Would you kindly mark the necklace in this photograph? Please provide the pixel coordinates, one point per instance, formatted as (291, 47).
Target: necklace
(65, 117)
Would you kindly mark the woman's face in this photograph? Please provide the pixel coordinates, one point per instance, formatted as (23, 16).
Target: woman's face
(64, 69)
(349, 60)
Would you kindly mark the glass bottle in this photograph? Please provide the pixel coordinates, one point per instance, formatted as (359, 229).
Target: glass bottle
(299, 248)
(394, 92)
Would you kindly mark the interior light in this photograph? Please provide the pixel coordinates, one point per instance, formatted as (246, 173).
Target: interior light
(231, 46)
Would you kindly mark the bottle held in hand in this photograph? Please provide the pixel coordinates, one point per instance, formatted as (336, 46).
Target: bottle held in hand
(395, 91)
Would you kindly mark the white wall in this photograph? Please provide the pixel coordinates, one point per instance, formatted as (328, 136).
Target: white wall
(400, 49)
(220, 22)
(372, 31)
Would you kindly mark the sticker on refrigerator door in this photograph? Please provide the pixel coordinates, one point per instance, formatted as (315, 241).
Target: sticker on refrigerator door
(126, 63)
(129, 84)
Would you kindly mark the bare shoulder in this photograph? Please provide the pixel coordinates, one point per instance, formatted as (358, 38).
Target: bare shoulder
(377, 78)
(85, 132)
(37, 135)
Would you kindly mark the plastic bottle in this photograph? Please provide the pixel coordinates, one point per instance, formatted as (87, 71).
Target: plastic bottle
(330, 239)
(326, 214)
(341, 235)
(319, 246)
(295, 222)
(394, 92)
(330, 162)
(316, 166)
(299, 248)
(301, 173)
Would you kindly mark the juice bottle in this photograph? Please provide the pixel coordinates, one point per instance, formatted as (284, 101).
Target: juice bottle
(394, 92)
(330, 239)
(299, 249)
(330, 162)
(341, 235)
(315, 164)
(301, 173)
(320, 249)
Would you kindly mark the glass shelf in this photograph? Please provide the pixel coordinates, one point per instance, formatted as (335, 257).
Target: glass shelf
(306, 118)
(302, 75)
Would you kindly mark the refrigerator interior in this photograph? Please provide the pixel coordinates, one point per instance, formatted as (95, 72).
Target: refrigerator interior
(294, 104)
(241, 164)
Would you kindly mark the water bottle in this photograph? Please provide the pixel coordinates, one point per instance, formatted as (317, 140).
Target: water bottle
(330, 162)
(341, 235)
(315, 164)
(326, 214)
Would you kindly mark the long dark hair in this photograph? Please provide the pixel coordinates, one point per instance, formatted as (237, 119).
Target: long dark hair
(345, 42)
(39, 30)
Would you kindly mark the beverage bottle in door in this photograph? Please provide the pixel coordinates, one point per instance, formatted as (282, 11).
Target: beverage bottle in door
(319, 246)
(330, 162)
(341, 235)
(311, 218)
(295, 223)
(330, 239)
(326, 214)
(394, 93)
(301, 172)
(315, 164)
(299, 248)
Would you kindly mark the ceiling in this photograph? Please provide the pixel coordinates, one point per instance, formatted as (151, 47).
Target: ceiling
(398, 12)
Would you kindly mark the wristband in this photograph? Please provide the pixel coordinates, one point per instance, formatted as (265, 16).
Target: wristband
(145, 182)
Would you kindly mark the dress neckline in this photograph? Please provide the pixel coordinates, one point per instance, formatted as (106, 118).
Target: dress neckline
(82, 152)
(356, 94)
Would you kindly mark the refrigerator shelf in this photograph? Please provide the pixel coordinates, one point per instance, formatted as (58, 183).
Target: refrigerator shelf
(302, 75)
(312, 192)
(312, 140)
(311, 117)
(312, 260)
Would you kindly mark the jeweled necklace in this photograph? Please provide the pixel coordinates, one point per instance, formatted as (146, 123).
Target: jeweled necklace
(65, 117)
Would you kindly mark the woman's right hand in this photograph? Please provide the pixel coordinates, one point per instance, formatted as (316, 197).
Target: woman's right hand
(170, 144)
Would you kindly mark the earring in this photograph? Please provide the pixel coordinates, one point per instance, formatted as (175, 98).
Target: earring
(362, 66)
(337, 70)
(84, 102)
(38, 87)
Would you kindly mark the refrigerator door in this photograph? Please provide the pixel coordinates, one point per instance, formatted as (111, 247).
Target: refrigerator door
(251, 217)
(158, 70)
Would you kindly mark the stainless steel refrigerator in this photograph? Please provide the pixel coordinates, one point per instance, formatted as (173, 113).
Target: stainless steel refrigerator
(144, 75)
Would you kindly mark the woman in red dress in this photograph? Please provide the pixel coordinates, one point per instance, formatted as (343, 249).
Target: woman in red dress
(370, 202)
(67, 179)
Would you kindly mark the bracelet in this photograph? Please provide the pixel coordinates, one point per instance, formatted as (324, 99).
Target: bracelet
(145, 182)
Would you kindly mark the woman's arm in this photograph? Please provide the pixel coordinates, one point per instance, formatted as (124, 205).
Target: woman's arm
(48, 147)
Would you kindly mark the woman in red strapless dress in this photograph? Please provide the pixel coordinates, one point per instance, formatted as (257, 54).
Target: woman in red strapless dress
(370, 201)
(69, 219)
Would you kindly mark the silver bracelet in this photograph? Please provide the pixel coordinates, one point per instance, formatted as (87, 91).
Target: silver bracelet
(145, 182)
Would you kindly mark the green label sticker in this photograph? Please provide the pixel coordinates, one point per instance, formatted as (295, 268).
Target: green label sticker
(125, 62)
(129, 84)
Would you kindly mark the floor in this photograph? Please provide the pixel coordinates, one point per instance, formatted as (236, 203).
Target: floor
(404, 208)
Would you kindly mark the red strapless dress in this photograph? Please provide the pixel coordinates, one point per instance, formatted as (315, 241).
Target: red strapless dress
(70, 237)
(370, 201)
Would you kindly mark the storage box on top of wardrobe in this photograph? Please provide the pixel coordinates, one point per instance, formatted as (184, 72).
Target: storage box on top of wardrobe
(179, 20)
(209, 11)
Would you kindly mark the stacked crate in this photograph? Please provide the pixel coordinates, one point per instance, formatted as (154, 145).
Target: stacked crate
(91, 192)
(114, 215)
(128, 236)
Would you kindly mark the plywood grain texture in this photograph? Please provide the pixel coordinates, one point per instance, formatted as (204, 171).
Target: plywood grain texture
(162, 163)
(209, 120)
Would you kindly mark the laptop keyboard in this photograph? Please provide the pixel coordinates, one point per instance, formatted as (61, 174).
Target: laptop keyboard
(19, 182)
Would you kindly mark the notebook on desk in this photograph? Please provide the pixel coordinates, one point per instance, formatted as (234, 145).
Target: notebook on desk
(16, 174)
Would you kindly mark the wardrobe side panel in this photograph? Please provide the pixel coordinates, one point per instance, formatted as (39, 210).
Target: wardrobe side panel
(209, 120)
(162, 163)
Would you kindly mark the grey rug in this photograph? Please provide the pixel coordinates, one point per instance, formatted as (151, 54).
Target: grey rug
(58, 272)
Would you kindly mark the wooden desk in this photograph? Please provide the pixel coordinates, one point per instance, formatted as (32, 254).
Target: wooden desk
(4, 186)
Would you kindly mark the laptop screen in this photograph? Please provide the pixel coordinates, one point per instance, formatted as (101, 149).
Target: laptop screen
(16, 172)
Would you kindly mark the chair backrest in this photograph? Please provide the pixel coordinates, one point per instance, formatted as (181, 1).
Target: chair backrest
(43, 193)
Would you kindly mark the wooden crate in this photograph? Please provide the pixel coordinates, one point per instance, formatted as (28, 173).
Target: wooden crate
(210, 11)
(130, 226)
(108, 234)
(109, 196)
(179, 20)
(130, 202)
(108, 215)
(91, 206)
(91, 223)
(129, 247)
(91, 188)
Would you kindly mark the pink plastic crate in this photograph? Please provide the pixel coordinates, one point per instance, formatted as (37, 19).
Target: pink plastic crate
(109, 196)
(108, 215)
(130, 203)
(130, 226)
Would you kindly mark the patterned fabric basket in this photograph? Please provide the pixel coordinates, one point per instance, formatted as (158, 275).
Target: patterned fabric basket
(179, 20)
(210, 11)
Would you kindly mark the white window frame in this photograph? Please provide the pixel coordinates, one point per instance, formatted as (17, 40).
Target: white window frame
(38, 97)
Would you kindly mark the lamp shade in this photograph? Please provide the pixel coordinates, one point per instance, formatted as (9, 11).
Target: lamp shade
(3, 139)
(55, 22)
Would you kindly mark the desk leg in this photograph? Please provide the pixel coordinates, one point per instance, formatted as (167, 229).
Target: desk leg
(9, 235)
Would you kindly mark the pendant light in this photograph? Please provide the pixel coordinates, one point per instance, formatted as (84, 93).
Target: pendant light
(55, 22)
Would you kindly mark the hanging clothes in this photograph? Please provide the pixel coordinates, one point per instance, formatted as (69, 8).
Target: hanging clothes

═══

• Directions for this task:
What you return must be the lines above that run from the line with "Target: jeweled necklace" to the line with "Would you kindly mark the stainless", inclusive, each copied exactly.

• Response:
Target: jeweled necklace
(65, 117)
Would you kindly mark the woman's right hand in this photograph? Please provide the pixel coordinates, one point per instance, formatted as (316, 197).
Target: woman's right hand
(170, 144)
Would you kindly mark the earring in this photograph? Please provide the pixel coordinates, one point per instance, formatted as (175, 98).
Target: earring
(362, 66)
(337, 70)
(84, 102)
(38, 87)
Would you kindly mark the refrigerator door in this photograph? Please provide the pixel coordinates, one point per instance, formatted as (111, 247).
Target: refrigerator door
(251, 217)
(158, 70)
Would you kindly mark the stainless steel refrigerator in this photograph? Please provide the pixel coordinates, one point per instance, formatted as (173, 113).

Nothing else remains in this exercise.